What the task requires
Pick out every line in the listing below that contains the word "dark", and copy each one.

***

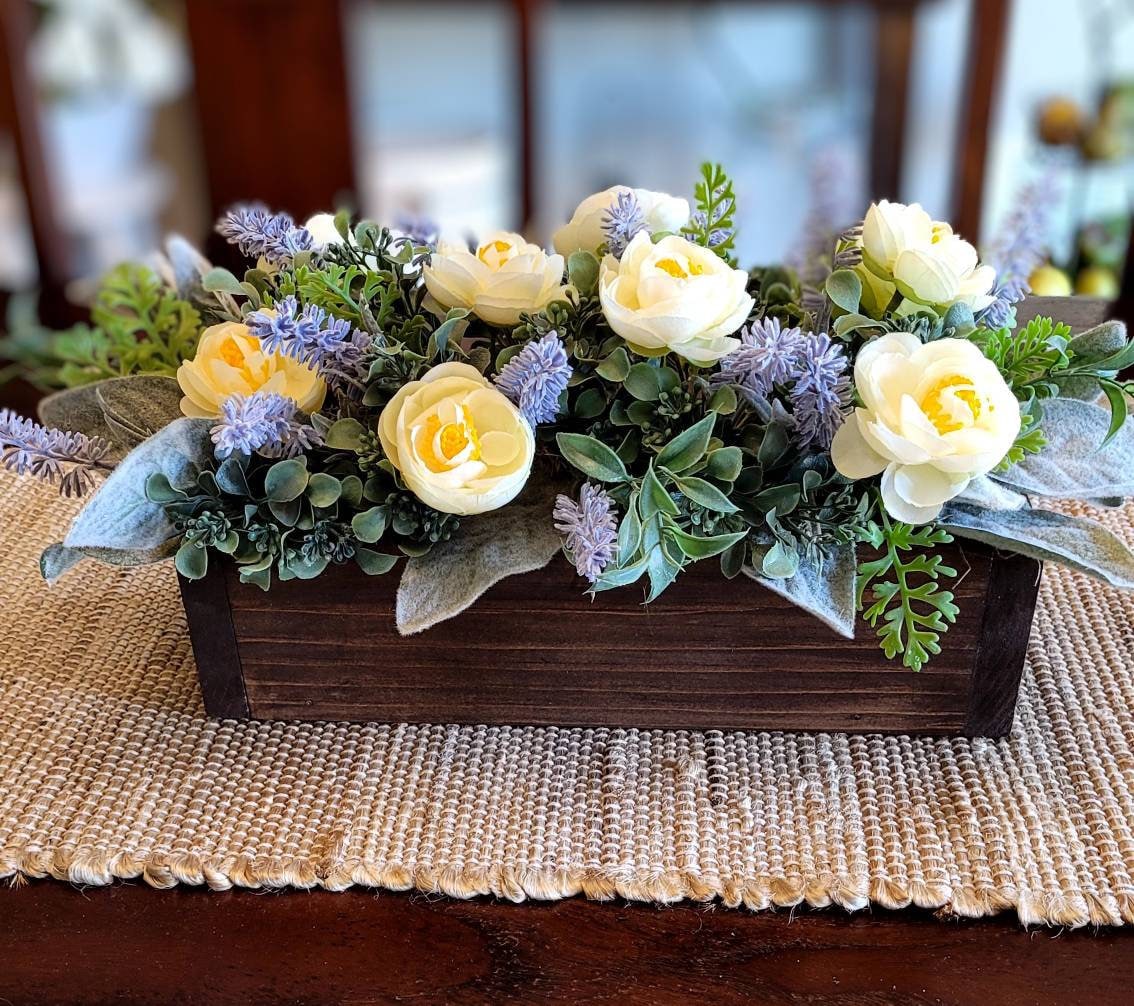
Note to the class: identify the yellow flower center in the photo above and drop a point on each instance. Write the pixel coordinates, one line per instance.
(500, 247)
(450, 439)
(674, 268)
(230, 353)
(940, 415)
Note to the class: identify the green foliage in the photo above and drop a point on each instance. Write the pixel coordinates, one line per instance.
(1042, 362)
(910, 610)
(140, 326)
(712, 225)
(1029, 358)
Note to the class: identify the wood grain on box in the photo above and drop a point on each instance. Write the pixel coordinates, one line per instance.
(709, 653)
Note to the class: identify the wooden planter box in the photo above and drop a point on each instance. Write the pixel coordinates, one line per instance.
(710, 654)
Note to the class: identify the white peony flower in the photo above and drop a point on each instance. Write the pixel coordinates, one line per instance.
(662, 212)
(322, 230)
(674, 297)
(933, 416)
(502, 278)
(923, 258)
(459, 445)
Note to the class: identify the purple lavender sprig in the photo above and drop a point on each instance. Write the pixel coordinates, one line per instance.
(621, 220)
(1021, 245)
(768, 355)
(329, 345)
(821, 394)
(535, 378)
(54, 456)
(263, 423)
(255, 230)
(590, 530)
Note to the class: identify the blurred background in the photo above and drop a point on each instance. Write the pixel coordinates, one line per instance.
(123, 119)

***

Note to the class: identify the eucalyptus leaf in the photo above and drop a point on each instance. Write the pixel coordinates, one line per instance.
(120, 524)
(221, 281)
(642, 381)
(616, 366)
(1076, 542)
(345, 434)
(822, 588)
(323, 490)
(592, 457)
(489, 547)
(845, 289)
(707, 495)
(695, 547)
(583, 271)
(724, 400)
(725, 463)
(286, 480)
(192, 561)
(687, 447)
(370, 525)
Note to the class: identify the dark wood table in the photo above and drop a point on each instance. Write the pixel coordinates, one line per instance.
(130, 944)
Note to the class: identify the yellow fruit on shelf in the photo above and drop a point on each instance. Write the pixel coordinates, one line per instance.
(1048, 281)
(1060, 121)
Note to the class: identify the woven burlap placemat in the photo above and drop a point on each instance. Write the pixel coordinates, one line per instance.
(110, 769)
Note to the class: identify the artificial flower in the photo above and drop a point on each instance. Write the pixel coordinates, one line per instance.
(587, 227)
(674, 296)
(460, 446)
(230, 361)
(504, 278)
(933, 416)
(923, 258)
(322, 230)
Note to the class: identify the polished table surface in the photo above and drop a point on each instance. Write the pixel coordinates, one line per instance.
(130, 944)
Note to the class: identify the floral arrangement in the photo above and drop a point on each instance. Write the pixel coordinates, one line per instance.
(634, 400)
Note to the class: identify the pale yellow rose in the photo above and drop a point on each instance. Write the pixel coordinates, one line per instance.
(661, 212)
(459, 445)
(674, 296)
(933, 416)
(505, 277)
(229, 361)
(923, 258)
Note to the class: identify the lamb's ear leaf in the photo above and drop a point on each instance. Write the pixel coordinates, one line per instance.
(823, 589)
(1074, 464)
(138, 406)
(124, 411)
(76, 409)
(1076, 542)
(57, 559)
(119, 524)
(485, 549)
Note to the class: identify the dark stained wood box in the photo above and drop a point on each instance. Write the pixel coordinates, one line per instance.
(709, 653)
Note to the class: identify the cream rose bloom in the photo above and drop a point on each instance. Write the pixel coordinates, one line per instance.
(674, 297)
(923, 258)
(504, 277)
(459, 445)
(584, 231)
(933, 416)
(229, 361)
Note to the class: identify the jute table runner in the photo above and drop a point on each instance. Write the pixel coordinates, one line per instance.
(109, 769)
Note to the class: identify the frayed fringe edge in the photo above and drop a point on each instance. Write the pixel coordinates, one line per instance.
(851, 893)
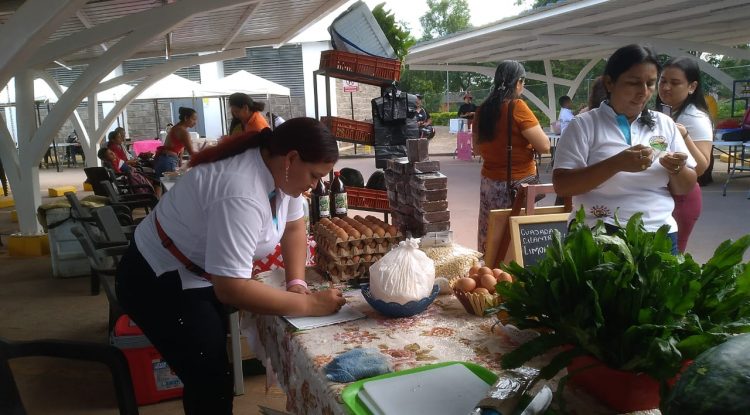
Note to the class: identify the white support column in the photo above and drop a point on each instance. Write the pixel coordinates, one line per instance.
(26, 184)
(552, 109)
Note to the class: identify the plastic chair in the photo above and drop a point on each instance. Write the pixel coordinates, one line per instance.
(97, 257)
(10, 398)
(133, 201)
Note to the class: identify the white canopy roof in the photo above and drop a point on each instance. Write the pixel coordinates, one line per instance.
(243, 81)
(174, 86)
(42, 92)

***

Reply to the task
Note to the class: identify the dark wood table in the photo above and drop a point on each instance. Write the pixel coordinates, one line per instance.
Note to the class: identify the dark stained wood box in the photo above and drop a point on each instance. Write the pixel coordinates, one line per instance.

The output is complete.